╭─ Brano scelto

La famiglia Cavalieri produceva grano già dopo l’unità d’Italia, poi il paese venne invaso dal grano tenero che costava molto meno e questo provocò una grossa crisi, il mio bisnonno capì che le cose dovevano cambiare e partì dunque per il nord per introdurre lì il grano duro che costava meno e i suoi sistemi di lavorazione, mio nonno poi, dopo la laurea, chiese al padre una piccola somma per stare un mese o due all’estero, e in pochi anni, quando tornò, costruì il mulino e il pastificio. Era una persona di poche parole e ai suoi 83 dipendenti disse solo che visto che avevano i migliori impianti e il miglior grano dovevano anche fare la migliore pasta. Questa pasta rappresenta il prestigio mio, della mia famiglia e della nostra terra, ogni confezione deve raccontare lo sforzo e la passione che noi mettiamo a farla, non abbiamo mai fatto pubblicità, basta il passaparola, è la qualità della nostra pasta che ha sempre pagato. Visto che, essendo piccoli, non potevamo competere con i grandi produttori, abbiamo puntato sul massimo della qualità. Il nostro è un prodotto straordinario con un’unicità riconosciuta, noi abbiamo solo fatto in modo che la gente si innamorasse della nostra pasta.
Lei ha cominciato a lavorare nel pastificio per passione o per necessità?
La casa di mio nonno era a Maglie, dove avevamo e continuiamo ad avere il pastificio, il nonno era un grande patriarca, tutta la famiglia si riuniva a casa sua. Io ho iniziato a lavorare nel pastificio per sfida verso mio padre che diceva che non ero adatto all’attività imprenditoriale, è iniziata così, per amor proprio!
Ci parli del “metodo delicato” con cui lavora la sua pasta
La partenza è sempre la materia prima ma questa si può maltrattare o esaltare, nei casi delle grandi produzioni si richiede una iperproduzione e questo fa sì che la semola venga stressata perdendo nel processo molte delle sue qualità. Bisogna invece sforzarsi di conservare le proprietà, mangiandola si deve avvertire una qualità tenace. Bisogna salvaguardare le proprietà in tutte le fasi di lavorazione, noi ad esempio essicchiamo a temperatura molto basse, circa 38 gradi, il che richiede tempi più lunghi ma ne vale la pena.
Lei in un articolo apparso su La Repubblica ha detto di essere stato sedotto da un bucatino, ci racconti di questo suo innamoramento
Quando ero all’Università un mio amico mi chiese come si faceva a fare il buco dei bucatini, io non lo sapevo e allora mi precipitai a informarmi, quello per me fu quasi un affronto, mi sentivo umiliato dalla mia ignoranza!

╰─
╭─ Dati archiviati

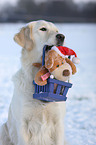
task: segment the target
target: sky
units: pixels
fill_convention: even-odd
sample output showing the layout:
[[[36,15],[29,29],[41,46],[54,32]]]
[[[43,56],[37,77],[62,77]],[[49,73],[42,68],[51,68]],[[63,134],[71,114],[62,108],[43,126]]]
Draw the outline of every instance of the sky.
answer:
[[[6,4],[6,3],[10,3],[12,4],[13,6],[16,5],[18,0],[0,0],[0,6]],[[48,1],[48,0],[35,0],[37,3],[40,2],[40,1]],[[63,1],[63,0],[61,0]],[[84,3],[87,3],[87,2],[96,2],[96,0],[73,0],[74,2],[76,3],[79,3],[79,2],[84,2]]]

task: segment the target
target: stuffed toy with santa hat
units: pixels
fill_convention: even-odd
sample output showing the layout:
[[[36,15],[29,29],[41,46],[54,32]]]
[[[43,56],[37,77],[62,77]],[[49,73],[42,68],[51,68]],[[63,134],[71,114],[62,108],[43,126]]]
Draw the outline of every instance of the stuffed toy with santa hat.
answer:
[[[75,55],[72,61],[65,56]],[[47,78],[55,78],[67,81],[76,73],[74,63],[79,63],[76,53],[67,47],[53,46],[45,53],[45,65],[40,68],[35,76],[35,83],[43,86],[47,84]]]

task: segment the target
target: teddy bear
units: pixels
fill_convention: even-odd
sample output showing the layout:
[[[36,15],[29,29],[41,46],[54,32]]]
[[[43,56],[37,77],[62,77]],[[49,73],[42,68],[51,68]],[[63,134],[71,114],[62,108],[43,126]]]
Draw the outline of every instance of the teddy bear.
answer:
[[[64,48],[63,48],[64,50]],[[66,55],[75,55],[76,53],[69,53],[67,48]],[[71,51],[71,50],[70,50]],[[67,81],[70,77],[76,73],[76,66],[74,63],[65,57],[62,51],[58,51],[58,47],[52,47],[47,53],[45,53],[45,65],[40,68],[35,76],[35,83],[37,85],[43,86],[47,84],[47,78],[52,77],[60,80],[60,81]],[[74,58],[75,63],[77,63],[78,58]]]

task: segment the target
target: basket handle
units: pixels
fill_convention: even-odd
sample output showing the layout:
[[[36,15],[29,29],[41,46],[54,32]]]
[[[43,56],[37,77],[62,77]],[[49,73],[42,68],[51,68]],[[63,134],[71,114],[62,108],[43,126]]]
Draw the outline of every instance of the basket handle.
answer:
[[[47,45],[43,47],[43,57],[42,57],[42,66],[45,65],[45,50],[46,50]]]

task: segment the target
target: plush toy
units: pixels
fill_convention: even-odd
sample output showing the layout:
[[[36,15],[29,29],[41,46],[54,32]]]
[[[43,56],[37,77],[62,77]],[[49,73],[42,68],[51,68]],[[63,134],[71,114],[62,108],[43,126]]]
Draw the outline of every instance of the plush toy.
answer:
[[[45,65],[37,72],[35,83],[40,86],[46,85],[49,76],[53,76],[53,78],[60,81],[69,80],[71,75],[76,73],[76,66],[65,55],[75,55],[73,60],[75,63],[79,63],[79,59],[72,49],[67,47],[63,47],[62,49],[62,46],[53,46],[45,54]]]

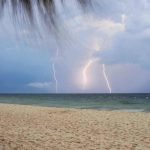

╰─

◆ **Esercizi proposti**
**a.** Stabilisca se le seguenti affermazioni concordano con il brano sul pastificio di famiglia: (i) il nonno, tornato dall'estero, costruì il mulino e il pastificio; (ii) il pastificio si è fatto conoscere grazie alla pubblicità; (iii) l'intervistato iniziò a lavorare nel pastificio per necessità economica. Per ciascuna risponda sì o no, citando testualmente le parole decisive del brano.
**b.** Trascriva parola per parola tutto ciò che nel brano va da "Lei in un articolo" giù fino a "dalla mia ignoranza!".
Per lo svolgimento ci si basi unicamente sul brano.

◆ **Le risposte**
**a.**
(i) Sì: "in pochi anni, quando tornò, costruì il mulino e il pastificio".
(ii) No: "non abbiamo mai fatto pubblicità, basta il passaparola".
(iii) No: "Io ho iniziato a lavorare nel pastificio per sfida verso mio padre".

**b.**
Lei in un articolo apparso su La Repubblica ha detto di essere stato sedotto da un bucatino, ci racconti di questo suo innamoramento
Quando ero all’Università un mio amico mi chiese come si faceva a fare il buco dei bucatini, io non lo sapevo e allora mi precipitai a informarmi, quello per me fu quasi un affronto, mi sentivo umiliato dalla mia ignoranza!